Saved entries:
—————
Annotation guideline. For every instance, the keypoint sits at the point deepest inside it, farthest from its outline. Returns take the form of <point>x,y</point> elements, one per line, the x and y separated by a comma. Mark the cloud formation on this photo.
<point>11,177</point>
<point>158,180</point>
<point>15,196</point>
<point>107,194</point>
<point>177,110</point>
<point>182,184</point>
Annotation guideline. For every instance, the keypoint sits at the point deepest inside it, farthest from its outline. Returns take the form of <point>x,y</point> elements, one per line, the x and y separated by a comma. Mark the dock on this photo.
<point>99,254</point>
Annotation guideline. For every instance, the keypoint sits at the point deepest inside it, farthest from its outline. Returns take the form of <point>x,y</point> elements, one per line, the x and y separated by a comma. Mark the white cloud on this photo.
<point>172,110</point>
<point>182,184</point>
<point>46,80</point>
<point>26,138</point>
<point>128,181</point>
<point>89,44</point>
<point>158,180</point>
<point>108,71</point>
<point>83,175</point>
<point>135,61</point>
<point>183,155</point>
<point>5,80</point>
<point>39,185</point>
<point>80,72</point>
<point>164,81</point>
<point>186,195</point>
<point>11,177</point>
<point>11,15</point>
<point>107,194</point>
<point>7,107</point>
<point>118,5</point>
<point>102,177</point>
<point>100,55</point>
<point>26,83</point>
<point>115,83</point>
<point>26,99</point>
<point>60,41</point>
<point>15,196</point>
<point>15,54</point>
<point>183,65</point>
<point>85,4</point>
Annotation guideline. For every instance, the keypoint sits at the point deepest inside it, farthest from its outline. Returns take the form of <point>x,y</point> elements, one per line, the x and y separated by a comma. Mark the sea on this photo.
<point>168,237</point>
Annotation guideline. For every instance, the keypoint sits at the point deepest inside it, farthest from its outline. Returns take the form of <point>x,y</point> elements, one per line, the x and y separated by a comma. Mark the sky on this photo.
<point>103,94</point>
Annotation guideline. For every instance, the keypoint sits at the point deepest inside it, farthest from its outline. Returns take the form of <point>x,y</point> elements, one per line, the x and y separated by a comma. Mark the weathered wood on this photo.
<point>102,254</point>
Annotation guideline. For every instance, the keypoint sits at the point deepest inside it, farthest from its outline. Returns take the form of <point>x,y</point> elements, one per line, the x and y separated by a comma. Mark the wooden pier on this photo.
—————
THE TASK: Output an exact copy of the lines from the one holding "sky on this photo." to the last line of the data, inclusive, and nothing beyond that range.

ANSWER:
Annotation guideline. For every instance, the keypoint sits at the point deepest inside it, farthest from its outline. Returns take the form of <point>x,y</point> elements, one per line, the x and y separated by a comma. Mark the sky on this photo.
<point>103,94</point>
Annotation guideline. For every instance, the keypoint sits at the point deepest inside it, farthest from its outline. Returns take the form of <point>x,y</point> elements, one per line, the x and y separated by a comma. Mark the weathered wood on this photo.
<point>102,254</point>
Annotation guideline. For every instance, the keypoint sits at the point deepest inside it, farthest from its outline. Returns take the form of <point>x,y</point> elements, one per line, the x and y separated by a comma. Mark the wooden pier on this photo.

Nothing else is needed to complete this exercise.